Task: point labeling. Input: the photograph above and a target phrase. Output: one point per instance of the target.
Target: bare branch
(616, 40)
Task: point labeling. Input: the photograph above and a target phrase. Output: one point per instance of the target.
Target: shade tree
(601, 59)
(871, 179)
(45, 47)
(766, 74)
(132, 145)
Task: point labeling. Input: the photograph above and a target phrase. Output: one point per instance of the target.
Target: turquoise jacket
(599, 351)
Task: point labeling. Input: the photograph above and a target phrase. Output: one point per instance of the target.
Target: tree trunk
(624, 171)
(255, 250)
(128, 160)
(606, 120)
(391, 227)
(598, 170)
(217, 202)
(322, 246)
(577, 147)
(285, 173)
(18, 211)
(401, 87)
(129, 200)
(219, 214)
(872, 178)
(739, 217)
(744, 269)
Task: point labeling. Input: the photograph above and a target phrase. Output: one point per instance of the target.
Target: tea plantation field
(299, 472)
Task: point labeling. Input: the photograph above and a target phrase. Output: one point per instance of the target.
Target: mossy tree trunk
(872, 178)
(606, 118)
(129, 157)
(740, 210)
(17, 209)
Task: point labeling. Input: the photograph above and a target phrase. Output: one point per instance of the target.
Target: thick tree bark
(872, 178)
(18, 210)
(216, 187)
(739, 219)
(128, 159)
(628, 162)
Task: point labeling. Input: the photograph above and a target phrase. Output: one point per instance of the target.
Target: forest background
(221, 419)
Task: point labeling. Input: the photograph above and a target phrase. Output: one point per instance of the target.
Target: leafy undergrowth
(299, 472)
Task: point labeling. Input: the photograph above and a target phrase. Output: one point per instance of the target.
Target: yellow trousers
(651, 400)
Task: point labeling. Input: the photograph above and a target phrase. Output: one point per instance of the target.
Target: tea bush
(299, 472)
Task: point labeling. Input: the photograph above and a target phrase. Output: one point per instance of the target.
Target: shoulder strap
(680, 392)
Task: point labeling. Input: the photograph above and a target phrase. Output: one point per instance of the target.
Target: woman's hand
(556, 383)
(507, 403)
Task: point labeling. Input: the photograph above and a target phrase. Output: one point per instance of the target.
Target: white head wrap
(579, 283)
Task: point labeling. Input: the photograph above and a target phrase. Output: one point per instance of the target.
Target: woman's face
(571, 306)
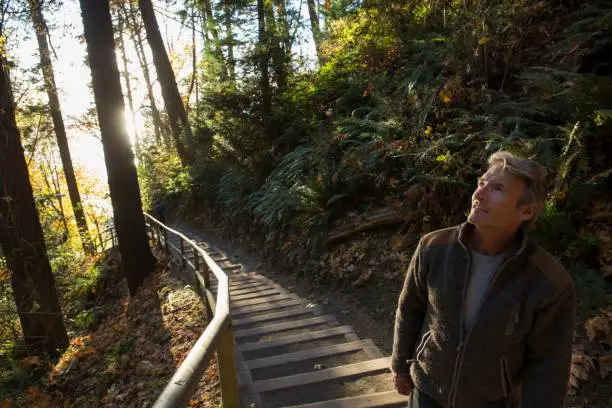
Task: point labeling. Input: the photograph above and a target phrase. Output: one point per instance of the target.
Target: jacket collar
(525, 240)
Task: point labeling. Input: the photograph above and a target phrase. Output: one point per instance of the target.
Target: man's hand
(403, 383)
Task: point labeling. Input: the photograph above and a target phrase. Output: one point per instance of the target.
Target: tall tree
(274, 46)
(21, 237)
(193, 83)
(160, 128)
(211, 26)
(58, 123)
(314, 26)
(263, 57)
(126, 76)
(283, 28)
(172, 98)
(138, 262)
(229, 39)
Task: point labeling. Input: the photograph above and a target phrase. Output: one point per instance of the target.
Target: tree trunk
(21, 237)
(231, 61)
(172, 99)
(284, 33)
(161, 132)
(212, 27)
(314, 26)
(137, 260)
(126, 75)
(264, 82)
(58, 124)
(194, 67)
(275, 50)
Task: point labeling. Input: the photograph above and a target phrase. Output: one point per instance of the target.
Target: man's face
(495, 201)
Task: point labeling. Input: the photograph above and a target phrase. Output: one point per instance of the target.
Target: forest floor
(129, 356)
(365, 294)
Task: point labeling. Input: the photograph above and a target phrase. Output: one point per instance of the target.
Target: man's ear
(527, 212)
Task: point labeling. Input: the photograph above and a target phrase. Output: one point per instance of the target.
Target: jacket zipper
(452, 391)
(452, 396)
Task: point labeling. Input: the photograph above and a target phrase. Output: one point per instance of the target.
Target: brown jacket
(517, 352)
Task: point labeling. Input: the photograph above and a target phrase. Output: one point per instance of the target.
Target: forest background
(328, 134)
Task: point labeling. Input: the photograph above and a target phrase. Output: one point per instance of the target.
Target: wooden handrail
(217, 336)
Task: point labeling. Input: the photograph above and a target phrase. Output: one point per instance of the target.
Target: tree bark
(193, 83)
(172, 98)
(126, 75)
(212, 27)
(231, 60)
(160, 129)
(137, 260)
(264, 81)
(58, 124)
(283, 23)
(275, 50)
(21, 237)
(314, 26)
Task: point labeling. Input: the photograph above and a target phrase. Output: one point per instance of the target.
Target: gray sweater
(482, 271)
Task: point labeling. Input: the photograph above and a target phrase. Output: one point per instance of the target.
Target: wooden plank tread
(255, 295)
(252, 302)
(266, 307)
(379, 399)
(296, 339)
(256, 289)
(302, 355)
(334, 373)
(280, 327)
(266, 317)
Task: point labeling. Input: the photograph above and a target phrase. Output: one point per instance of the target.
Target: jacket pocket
(425, 339)
(514, 319)
(505, 377)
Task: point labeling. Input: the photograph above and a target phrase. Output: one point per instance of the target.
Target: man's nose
(479, 194)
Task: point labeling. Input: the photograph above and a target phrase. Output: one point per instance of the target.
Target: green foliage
(590, 290)
(415, 95)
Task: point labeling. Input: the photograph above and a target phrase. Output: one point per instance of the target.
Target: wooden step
(240, 283)
(287, 358)
(253, 302)
(255, 289)
(281, 327)
(379, 399)
(295, 339)
(266, 317)
(266, 307)
(296, 380)
(255, 295)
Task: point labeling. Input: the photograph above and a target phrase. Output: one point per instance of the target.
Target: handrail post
(206, 276)
(182, 253)
(228, 374)
(196, 260)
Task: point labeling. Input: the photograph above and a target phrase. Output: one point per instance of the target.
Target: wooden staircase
(290, 354)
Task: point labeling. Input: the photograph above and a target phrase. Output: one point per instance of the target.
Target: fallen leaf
(599, 328)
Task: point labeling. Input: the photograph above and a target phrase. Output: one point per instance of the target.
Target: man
(485, 318)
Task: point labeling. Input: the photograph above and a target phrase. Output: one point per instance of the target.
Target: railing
(217, 337)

• _DESCRIPTION OF THE TASK_:
All entries above should be returned exactly, apart from their pictures.

• _ANSWER_:
Task: point labeling. Input: the photograph above and a target phrase. Output: one point per instance of the target.
Target: bare branch
(616, 40)
Task: point labeling. Input: the photograph above and a target phrase. Output: one point per instance of the target.
Target: shade tree
(601, 59)
(871, 179)
(45, 47)
(766, 74)
(132, 145)
Task: point labeling. Input: the photograph above and a target phrase. Output: one point per instance of the target.
Target: turquoise jacket
(599, 351)
Task: point labeling. Input: the photograph above and a target phrase. Output: one point per instance of the target.
Target: tree trunk
(624, 171)
(255, 250)
(128, 160)
(606, 120)
(391, 227)
(598, 170)
(217, 202)
(322, 246)
(577, 147)
(285, 173)
(18, 211)
(401, 87)
(129, 200)
(219, 214)
(872, 178)
(739, 217)
(744, 269)
Task: point labeling. Input: the photograph above and a target phrase. Output: one point per instance of the target.
Target: tea plantation field
(299, 472)
Task: point labeling. Input: the photograph above and a target phrase. Output: one point per instance of the target.
Target: mossy tree trunk
(872, 178)
(606, 118)
(129, 157)
(740, 210)
(17, 209)
Task: point labeling. Input: the photograph above and a target phrase. Output: one point per instance of the target.
Target: thick tree bark
(872, 178)
(18, 210)
(216, 187)
(739, 219)
(128, 159)
(628, 162)
Task: point labeling. Input: the photograph above and a target phrase. Output: one point per instance of the target.
Target: forest background
(221, 419)
Task: point labeling. Input: the photograph above and a target phrase. Output: one point per instance of the target.
Target: leafy undergrowth
(299, 472)
Task: point labeling. Input: the photograph above and a target phrase. Output: one point per instance of the target.
Target: yellow trousers
(651, 400)
Task: point labeling. Input: the photograph above and a target phrase. Output: one point per instance of the target.
Target: tea bush
(299, 472)
Task: point labeling. Input: the photograph above and a target phrase. Output: one point per instance of the target.
Target: shoulder strap
(680, 392)
Task: point labeling. Input: the photograph above and a target phrase. Output: one point per instance of the target.
Target: woman's hand
(556, 383)
(507, 403)
Task: point labeling. Input: the photograph above and a target phrase. Output: one point per instance of the target.
Target: white head wrap
(579, 283)
Task: point labeling. Input: the photograph above and a target phrase. Output: one point per instance of the target.
Target: woman's face
(571, 306)
Task: point labeling. Input: the photograph above and a target phrase. Output: one point per instance of the target.
Target: jacket collar
(525, 240)
Task: point labeling. Input: the photograph above and a target phrase. Output: one point per instance of the target.
Target: man's hand
(403, 383)
Task: point labeling. Input: the photograph above and a target phrase. Output: one point per instance of the target.
Target: tall tree
(274, 46)
(21, 237)
(193, 83)
(160, 128)
(211, 26)
(58, 123)
(314, 26)
(263, 57)
(126, 76)
(283, 28)
(172, 98)
(138, 262)
(229, 39)
Task: point labeling. Input: the photograph above and a target phrase. Output: one point per instance of the target.
Target: tree trunk
(21, 237)
(231, 61)
(172, 99)
(284, 33)
(161, 132)
(212, 27)
(314, 26)
(137, 260)
(126, 75)
(264, 82)
(58, 124)
(194, 67)
(275, 50)
Task: point labeling. Input: the photograph above and a target phrase. Output: one point per instance of the target.
Target: man's face
(495, 201)
Task: point labeling. Input: the photograph above and a target phrase. Output: one point per instance of the target.
Target: forest floor
(129, 356)
(365, 294)
Task: point labeling. Input: the photograph above and a target phrase. Output: one point per instance of the target.
Target: man's ear
(527, 212)
Task: point labeling. Input: the photograph above and a target phrase. Output: one point per instance of the target.
Target: jacket zipper
(452, 391)
(452, 396)
Task: point labeling. Input: the photograph above and a target phrase. Output: one point per instance of the target.
Target: brown jacket
(517, 352)
Task: point labeling. Input: the photograph above and a target phrase. Output: one point per instance of the target.
Target: forest background
(328, 134)
Task: point labeling. Input: the photograph above and a target phrase. Output: one point per instance of the target.
Target: wooden handrail
(217, 336)
Task: point labeling. Input: the photograph above and a target phrase. Output: one point per instance of the target.
Target: tree bark
(193, 83)
(172, 98)
(126, 75)
(212, 27)
(231, 60)
(160, 129)
(137, 260)
(264, 81)
(58, 124)
(283, 23)
(275, 50)
(21, 237)
(314, 26)
Task: point labeling. Input: the photograph above and a target phrase. Output: one point per instance of the target.
Target: gray sweater
(482, 271)
Task: point labeling. Input: the photograph above and a target phrase. Output: one point per instance of the target.
Target: wooden plank tread
(255, 295)
(252, 302)
(266, 307)
(379, 399)
(296, 339)
(256, 289)
(302, 355)
(334, 373)
(280, 327)
(266, 317)
Task: point labeling. Input: the photograph above and a target phrase. Output: one point per instance of the target.
Target: jacket pocket
(425, 339)
(514, 319)
(505, 377)
Task: point labeling. Input: the photograph above and a target phrase. Output: one point per instance of the target.
Target: man's nose
(479, 194)
Task: point labeling. Input: the photograph above and a target phrase. Output: one point per instance of the target.
Target: green foliage
(590, 290)
(415, 95)
Task: point labeling. Input: the photograph above and a target phrase. Output: one point per instance of the target.
Target: wooden step
(240, 283)
(287, 358)
(253, 302)
(255, 289)
(281, 327)
(379, 399)
(295, 339)
(266, 317)
(266, 307)
(296, 380)
(255, 295)
Task: point labeling. Input: the photograph above and a target phrase. Output: one point per instance of the target.
Target: handrail post
(206, 276)
(182, 253)
(228, 374)
(196, 260)
Task: point labeling. Input: the photograph above and a target phrase. Output: one point per instance of the target.
Target: wooden staircase
(290, 354)
Task: point labeling. Input: the photograph above and a target phrase. Output: one point per instance of the target.
Target: fallen leaf
(599, 328)
Task: point labeling. Input: the photograph above and a target phrase. Output: one point per instance of the target.
Target: man
(485, 318)
Task: point labeling. Input: the photograph above and a target phrase. Output: one point per instance of the target.
Target: railing
(217, 337)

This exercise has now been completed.